To do = Reproduce the records below from their start through the line containing "[0,226,382,271]", including that line, and keep the requests unchanged. Scale every bounding box coordinate in the answers by 0.95, rounding each result to a whole number with halves rounded up.

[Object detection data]
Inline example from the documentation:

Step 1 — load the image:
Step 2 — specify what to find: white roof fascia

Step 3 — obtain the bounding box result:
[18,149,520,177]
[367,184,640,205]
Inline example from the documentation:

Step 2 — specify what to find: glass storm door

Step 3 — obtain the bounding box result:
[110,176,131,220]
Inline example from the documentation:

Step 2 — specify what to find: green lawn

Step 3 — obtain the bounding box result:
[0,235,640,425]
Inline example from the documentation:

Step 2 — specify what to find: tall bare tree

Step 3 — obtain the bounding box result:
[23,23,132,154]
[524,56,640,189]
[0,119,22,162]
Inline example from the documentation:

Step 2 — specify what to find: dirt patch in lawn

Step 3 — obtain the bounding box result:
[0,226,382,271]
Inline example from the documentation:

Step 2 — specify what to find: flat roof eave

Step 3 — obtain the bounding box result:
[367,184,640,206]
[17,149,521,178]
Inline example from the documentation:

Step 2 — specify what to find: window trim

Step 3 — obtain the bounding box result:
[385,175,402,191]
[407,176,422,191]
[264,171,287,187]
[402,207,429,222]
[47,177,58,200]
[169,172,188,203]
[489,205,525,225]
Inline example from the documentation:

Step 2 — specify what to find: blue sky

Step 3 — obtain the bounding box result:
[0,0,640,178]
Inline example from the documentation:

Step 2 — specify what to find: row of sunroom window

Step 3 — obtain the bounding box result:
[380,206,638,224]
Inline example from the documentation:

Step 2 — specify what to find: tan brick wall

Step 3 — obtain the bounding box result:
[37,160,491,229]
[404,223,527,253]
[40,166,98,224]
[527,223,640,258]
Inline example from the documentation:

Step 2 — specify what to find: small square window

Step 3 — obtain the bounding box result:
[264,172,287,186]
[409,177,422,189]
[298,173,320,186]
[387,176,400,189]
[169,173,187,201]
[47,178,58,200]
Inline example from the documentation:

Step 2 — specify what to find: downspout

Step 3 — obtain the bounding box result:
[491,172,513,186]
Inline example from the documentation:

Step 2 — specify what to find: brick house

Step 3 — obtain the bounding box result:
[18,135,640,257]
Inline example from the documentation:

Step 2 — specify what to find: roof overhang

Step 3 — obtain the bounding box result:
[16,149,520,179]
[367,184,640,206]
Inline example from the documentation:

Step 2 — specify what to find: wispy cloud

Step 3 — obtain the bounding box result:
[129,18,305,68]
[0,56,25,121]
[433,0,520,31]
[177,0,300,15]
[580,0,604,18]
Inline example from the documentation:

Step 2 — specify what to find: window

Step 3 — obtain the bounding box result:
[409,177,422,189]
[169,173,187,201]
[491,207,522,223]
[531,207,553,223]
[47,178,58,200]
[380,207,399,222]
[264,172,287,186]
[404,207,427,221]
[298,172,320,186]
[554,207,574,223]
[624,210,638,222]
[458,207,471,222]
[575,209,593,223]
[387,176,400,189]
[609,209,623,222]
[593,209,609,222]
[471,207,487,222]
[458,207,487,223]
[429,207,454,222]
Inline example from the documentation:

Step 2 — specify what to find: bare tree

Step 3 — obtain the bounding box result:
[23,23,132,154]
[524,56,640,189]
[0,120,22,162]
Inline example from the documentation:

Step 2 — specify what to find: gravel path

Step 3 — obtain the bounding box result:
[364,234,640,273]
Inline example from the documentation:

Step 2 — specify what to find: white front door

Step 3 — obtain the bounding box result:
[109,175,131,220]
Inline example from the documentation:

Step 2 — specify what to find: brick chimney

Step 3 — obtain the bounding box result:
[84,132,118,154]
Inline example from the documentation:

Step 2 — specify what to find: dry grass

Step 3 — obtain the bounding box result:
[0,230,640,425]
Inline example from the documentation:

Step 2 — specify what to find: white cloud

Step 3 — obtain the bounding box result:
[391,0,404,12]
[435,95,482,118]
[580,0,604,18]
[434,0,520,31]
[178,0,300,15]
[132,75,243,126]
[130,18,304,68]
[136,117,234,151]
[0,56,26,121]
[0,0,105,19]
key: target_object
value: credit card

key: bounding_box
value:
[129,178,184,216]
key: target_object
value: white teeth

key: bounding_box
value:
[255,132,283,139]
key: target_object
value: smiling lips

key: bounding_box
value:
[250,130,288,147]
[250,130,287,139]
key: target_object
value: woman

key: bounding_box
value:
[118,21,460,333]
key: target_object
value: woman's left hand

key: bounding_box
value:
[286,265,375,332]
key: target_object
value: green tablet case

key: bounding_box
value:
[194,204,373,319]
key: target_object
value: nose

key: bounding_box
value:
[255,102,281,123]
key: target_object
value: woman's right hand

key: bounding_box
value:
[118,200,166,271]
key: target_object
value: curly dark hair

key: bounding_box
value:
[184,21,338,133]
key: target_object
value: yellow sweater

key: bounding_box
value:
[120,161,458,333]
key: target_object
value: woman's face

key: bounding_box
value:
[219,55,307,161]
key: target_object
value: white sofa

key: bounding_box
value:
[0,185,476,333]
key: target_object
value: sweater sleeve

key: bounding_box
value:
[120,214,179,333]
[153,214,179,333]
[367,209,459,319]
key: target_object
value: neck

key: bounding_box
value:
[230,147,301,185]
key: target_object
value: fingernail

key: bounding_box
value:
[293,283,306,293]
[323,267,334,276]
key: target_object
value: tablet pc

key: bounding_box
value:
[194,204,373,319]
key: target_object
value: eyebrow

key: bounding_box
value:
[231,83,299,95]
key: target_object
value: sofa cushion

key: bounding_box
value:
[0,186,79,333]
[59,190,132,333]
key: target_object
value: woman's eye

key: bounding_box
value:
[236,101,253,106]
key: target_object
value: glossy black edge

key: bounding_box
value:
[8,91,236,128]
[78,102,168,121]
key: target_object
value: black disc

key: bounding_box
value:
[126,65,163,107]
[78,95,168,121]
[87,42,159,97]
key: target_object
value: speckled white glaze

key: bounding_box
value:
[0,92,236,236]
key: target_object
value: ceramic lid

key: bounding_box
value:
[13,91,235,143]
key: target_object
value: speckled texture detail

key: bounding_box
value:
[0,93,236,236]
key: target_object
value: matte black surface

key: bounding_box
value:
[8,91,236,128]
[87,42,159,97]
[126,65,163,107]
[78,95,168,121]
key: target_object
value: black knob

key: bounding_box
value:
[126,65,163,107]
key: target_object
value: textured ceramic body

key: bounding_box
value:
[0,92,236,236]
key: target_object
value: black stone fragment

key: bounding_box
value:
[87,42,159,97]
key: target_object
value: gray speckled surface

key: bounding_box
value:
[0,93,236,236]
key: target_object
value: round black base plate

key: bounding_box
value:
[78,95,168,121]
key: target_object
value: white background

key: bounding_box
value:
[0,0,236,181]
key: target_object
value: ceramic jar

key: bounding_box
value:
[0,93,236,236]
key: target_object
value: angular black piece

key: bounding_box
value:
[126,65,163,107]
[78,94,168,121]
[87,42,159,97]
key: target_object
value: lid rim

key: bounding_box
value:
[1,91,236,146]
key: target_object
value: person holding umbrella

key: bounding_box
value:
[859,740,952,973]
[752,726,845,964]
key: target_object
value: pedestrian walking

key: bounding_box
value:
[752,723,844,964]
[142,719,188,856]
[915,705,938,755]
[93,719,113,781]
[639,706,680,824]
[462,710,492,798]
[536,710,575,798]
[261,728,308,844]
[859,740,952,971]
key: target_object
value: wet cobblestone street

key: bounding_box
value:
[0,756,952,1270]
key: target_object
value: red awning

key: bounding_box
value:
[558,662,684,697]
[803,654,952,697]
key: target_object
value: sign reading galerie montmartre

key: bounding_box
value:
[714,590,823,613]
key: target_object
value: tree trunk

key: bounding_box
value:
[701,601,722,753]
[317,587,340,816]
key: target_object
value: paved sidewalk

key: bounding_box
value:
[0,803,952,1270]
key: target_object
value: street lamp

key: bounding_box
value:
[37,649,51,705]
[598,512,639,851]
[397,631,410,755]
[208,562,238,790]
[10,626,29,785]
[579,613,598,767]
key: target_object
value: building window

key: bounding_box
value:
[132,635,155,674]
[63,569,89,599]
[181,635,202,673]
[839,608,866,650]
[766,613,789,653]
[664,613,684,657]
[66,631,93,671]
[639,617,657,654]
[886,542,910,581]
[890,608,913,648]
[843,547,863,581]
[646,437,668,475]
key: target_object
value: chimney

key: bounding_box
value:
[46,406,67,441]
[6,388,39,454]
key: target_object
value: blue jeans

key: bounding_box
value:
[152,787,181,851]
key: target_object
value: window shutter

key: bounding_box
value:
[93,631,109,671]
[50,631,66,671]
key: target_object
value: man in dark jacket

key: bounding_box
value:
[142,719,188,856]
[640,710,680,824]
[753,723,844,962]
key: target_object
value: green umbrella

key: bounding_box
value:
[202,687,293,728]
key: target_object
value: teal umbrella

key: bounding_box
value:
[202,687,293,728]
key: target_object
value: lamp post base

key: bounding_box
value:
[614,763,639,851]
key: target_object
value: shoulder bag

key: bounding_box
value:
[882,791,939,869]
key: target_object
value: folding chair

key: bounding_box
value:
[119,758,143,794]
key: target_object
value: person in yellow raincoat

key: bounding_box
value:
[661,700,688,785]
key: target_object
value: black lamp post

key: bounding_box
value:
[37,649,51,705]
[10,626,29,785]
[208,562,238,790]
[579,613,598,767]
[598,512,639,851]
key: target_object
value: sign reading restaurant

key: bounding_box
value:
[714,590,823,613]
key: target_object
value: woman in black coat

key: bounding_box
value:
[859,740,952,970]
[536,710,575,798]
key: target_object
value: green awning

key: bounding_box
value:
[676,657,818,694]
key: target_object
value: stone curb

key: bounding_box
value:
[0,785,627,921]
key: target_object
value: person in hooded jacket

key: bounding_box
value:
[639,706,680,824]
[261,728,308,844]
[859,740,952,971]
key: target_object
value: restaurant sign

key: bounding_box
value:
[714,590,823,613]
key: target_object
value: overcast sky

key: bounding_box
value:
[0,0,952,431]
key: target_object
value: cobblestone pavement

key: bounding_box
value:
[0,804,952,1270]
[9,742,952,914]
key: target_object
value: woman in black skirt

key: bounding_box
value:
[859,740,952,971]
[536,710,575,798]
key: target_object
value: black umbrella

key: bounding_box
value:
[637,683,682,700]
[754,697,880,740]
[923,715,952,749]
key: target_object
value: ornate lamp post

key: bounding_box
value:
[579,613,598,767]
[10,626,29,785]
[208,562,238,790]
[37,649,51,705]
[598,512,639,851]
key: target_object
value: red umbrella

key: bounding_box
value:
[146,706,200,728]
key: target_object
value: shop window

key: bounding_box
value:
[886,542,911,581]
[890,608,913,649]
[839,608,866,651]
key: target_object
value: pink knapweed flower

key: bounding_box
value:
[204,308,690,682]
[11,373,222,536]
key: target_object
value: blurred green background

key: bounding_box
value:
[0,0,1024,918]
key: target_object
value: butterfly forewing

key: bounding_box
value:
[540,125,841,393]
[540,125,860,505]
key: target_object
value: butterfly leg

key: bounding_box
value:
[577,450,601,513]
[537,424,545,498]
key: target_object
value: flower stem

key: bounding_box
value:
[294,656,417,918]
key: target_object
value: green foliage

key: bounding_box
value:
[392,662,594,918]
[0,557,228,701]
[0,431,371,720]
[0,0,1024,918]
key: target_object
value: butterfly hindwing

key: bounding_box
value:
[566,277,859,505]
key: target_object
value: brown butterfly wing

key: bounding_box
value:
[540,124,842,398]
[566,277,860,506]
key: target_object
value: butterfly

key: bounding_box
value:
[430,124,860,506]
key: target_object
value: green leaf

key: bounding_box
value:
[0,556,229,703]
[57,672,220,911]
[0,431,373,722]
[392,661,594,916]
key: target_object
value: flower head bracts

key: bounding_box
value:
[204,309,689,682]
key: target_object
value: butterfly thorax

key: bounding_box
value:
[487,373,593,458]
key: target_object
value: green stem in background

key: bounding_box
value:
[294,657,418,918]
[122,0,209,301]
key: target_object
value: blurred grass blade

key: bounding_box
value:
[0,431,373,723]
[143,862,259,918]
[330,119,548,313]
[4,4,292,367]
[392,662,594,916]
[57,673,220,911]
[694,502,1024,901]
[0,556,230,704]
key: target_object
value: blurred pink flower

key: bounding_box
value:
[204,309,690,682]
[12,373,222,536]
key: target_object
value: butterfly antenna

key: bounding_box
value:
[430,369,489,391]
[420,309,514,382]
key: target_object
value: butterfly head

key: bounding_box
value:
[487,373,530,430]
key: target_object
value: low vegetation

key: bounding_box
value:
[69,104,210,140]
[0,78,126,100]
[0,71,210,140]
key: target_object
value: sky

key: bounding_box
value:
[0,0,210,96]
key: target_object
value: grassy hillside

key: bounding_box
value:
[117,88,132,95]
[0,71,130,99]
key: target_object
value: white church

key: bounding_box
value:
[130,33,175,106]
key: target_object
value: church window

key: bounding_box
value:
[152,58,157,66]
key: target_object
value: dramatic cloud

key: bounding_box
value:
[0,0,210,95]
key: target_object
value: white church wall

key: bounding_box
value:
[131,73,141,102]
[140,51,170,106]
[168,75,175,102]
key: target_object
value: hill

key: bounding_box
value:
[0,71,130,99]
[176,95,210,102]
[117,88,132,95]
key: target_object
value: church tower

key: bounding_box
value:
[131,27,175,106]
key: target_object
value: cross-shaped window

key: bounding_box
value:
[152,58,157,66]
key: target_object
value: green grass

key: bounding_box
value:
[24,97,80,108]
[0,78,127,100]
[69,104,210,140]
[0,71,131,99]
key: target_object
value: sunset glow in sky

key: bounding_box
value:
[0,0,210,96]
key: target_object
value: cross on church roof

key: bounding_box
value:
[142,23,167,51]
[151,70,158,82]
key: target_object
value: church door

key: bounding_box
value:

Result for this task =
Inline example from the documentation:

Step 1 — load the image:
Step 2 — specify what to find: white roof fascia

Step 3 — obtain the bounding box result:
[17,142,494,168]
[349,175,608,195]
Inline example from the documentation:

Step 2 — specify what to find: glass storm door

Step 3 — obtain the bounding box result:
[105,167,124,209]
Inline example from the documentation:

Step 2 — specify what to find: green lawn

Step 3 — obtain the bounding box result:
[0,223,608,404]
Inline example from the documentation:

Step 2 — specify what to find: tall bare tree

Step 3 — obtain the bounding box result:
[22,22,125,146]
[498,53,608,180]
[0,113,21,154]
Inline example from the documentation:

Step 2 — specify what to find: dirt patch in lawn

Step 3 — obtain the bounding box result:
[0,215,363,257]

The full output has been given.